- Dataset records
** START **
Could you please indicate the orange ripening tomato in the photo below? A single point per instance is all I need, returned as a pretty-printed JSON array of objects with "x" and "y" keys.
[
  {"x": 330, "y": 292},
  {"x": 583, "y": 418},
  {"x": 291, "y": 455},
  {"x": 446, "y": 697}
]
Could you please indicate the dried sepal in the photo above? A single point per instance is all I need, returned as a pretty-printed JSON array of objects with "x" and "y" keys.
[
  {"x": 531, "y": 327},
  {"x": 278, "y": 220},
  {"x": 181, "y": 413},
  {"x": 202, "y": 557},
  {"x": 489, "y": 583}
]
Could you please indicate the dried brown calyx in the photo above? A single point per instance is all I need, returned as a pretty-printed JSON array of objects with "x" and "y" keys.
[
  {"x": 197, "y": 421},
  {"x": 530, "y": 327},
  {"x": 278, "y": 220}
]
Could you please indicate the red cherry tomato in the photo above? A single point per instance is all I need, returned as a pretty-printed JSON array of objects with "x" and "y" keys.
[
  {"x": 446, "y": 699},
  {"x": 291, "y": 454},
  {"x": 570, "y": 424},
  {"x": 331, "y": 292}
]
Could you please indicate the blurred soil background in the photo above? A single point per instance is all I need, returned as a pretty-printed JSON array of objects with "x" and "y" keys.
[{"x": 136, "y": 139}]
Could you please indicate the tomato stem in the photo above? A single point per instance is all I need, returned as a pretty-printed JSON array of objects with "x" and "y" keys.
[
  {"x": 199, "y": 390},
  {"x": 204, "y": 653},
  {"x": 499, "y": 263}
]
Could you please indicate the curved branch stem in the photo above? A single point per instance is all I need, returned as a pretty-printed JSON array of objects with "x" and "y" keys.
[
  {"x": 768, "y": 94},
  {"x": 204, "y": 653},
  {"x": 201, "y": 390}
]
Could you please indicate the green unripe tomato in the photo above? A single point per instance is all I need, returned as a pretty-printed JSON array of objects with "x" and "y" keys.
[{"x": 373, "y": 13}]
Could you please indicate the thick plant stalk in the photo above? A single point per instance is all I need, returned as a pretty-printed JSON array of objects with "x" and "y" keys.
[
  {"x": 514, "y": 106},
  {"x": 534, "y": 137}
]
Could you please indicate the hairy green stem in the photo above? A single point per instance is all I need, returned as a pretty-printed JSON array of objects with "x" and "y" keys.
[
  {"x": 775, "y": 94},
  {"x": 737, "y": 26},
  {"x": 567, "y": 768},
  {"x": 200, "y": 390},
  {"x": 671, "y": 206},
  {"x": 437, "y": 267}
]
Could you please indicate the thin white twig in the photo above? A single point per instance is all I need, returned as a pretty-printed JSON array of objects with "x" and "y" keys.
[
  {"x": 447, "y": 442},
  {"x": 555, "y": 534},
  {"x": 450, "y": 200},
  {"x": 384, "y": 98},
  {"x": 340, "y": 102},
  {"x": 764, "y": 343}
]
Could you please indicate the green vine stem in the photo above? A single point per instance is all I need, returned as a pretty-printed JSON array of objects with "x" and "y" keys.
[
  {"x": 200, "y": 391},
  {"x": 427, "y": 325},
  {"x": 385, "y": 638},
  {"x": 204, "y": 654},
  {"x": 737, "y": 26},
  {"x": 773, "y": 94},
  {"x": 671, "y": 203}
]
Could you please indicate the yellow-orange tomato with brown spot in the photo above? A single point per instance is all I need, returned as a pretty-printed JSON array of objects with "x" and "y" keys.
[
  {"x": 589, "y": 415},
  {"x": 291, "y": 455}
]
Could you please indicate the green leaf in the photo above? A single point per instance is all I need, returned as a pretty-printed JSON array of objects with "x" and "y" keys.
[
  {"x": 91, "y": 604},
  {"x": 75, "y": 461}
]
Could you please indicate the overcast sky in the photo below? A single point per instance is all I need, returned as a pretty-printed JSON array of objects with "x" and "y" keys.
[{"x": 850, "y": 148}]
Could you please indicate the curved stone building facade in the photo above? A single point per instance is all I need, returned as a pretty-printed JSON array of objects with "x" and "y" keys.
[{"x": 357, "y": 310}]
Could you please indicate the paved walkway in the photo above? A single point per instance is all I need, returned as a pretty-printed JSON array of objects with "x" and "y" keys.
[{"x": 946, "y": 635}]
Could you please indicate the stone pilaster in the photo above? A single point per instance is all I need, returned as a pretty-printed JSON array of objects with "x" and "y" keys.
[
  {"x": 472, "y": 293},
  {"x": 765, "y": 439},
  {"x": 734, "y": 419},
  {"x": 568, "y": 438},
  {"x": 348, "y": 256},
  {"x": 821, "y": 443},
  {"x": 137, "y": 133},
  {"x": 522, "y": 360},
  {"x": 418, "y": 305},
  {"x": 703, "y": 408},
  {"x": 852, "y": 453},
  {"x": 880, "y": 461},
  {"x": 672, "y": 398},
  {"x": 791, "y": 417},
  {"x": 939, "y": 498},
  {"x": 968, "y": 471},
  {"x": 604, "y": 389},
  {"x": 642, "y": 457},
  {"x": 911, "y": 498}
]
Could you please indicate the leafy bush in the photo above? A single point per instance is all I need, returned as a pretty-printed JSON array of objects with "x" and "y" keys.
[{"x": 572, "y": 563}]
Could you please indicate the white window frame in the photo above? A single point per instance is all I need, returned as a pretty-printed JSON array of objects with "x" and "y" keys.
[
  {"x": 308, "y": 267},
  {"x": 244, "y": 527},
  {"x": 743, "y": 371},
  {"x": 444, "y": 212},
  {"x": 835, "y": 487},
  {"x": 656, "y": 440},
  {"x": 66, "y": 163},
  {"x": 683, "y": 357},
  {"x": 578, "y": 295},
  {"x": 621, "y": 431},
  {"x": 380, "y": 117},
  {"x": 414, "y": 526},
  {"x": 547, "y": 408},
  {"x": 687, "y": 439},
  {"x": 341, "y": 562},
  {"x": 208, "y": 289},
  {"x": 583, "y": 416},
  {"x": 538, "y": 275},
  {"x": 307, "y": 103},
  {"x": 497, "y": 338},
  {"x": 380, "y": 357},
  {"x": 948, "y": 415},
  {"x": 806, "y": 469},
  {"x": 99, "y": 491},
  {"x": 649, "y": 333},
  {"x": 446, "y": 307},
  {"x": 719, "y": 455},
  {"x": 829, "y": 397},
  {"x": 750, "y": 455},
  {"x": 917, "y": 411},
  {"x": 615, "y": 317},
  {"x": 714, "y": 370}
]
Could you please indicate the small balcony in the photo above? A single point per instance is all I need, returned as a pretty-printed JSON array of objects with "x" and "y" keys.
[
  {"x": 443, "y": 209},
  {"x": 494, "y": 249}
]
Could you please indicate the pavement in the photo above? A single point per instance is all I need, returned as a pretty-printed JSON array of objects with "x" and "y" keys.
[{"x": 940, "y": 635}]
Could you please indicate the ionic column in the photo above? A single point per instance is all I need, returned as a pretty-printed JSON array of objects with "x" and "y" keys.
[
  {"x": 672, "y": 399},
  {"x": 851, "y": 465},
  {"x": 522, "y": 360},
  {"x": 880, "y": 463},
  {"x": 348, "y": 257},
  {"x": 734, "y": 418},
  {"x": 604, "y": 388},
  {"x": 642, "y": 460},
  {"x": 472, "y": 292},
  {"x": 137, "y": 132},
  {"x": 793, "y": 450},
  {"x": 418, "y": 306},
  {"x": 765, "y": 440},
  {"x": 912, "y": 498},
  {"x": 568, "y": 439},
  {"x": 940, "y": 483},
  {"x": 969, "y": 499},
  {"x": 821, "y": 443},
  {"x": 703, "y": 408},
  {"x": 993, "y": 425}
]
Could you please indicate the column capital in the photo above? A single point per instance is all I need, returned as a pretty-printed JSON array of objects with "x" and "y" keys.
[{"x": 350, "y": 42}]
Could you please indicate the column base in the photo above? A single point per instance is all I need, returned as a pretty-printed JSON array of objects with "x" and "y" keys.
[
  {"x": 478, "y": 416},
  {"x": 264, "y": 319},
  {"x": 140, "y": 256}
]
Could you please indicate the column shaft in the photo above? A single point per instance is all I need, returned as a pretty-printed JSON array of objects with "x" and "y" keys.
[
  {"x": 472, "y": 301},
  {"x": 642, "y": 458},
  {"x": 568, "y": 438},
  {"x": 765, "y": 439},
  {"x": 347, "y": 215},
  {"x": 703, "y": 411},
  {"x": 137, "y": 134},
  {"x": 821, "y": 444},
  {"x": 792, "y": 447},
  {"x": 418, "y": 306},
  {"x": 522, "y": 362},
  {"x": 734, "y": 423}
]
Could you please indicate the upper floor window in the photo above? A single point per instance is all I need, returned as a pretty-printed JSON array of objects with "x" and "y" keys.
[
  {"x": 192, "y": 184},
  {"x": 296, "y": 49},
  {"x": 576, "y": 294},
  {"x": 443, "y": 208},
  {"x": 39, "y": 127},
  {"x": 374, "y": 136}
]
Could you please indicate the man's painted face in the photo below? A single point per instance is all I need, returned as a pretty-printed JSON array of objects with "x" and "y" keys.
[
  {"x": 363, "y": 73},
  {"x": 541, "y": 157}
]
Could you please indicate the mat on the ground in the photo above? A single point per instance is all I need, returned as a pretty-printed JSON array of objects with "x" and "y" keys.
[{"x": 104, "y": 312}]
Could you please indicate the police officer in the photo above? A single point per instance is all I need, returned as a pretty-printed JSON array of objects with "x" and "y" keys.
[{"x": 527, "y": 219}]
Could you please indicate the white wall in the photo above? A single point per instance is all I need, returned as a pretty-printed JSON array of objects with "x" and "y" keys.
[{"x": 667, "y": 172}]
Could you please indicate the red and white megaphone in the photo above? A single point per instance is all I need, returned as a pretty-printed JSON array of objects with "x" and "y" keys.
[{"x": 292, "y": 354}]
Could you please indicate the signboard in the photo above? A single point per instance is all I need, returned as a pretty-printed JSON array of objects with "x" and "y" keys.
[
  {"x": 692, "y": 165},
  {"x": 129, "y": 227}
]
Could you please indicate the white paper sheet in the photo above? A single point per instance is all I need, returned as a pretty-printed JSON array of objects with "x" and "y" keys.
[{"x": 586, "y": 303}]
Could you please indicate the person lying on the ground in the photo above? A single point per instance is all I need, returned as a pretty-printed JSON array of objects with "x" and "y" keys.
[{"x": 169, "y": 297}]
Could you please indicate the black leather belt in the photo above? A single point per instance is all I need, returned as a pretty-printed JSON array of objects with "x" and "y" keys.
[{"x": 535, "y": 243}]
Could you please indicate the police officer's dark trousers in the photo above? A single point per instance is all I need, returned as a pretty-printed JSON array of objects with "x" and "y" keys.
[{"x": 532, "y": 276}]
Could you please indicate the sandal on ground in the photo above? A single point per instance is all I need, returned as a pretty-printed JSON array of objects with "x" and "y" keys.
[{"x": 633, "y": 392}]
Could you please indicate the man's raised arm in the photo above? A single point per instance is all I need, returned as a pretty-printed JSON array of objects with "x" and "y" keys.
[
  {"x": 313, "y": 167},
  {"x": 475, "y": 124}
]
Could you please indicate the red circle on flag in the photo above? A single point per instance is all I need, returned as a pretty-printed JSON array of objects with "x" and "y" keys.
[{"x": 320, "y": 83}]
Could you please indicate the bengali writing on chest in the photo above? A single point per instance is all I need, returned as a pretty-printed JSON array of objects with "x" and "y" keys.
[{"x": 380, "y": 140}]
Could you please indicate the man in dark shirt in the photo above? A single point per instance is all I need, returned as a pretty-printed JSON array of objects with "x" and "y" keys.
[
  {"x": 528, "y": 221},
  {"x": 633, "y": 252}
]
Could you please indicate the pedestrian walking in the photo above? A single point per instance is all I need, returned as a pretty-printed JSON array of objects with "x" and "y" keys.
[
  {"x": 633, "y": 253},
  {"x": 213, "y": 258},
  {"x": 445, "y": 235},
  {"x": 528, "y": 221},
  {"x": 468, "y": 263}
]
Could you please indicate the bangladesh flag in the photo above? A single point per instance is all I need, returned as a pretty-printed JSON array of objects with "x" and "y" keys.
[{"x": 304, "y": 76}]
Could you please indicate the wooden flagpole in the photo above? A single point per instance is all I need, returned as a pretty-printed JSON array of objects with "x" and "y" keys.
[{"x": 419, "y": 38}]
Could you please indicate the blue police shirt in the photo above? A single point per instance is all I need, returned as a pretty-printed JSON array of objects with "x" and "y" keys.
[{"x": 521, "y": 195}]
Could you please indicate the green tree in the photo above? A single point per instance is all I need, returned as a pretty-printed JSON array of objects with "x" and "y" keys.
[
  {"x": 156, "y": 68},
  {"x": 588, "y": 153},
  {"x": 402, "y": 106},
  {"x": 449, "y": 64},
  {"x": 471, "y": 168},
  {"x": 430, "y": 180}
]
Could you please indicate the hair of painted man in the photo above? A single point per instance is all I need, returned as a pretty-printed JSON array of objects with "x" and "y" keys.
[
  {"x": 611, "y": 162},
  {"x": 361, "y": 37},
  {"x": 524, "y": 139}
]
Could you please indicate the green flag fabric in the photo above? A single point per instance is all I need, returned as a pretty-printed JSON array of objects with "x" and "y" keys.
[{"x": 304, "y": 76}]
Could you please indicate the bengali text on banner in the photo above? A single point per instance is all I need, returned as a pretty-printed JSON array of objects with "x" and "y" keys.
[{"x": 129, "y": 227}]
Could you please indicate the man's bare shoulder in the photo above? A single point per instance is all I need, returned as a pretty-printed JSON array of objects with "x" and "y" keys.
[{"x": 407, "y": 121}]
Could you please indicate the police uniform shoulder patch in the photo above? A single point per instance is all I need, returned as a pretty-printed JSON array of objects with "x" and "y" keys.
** END **
- To do
Copy, character for character, the lines from the line that holds "Could you please indicate the green tree" through the final line of the records above.

- The response
Could you please indicate the green tree in the photo above? A single point per instance is all I need, returned as a pretty-printed JSON array of objects with "x" and "y" keys.
[
  {"x": 156, "y": 68},
  {"x": 588, "y": 153},
  {"x": 402, "y": 106},
  {"x": 449, "y": 64},
  {"x": 471, "y": 168},
  {"x": 430, "y": 180}
]
Could you please indicate the hair of painted man in the photo above? A single point per instance is all I need, returned as a pretty-printed JSON array of objects with "x" and "y" keys.
[
  {"x": 611, "y": 162},
  {"x": 361, "y": 37},
  {"x": 524, "y": 139}
]
Could you please indicate the green flag fabric in the photo above? A single point per instance is all I need, returned as a pretty-printed JSON array of objects with "x" and "y" keys.
[{"x": 304, "y": 76}]
Could you please indicate the bengali text on banner in the photo above? A single point per instance is all I need, returned as a pretty-printed JSON array of objects with "x" and "y" keys.
[{"x": 129, "y": 227}]
Could you please indicate the man's bare shoulder in the photo above? A single point per instance is all I need, returned as a pretty-printed JSON array of objects with "x" and "y" keys.
[{"x": 407, "y": 121}]
Could you please indicate the police uniform shoulder patch in the photo above? A single point per instance is all I need, returned as a pretty-printed JSON array of objects with "x" and "y" keys.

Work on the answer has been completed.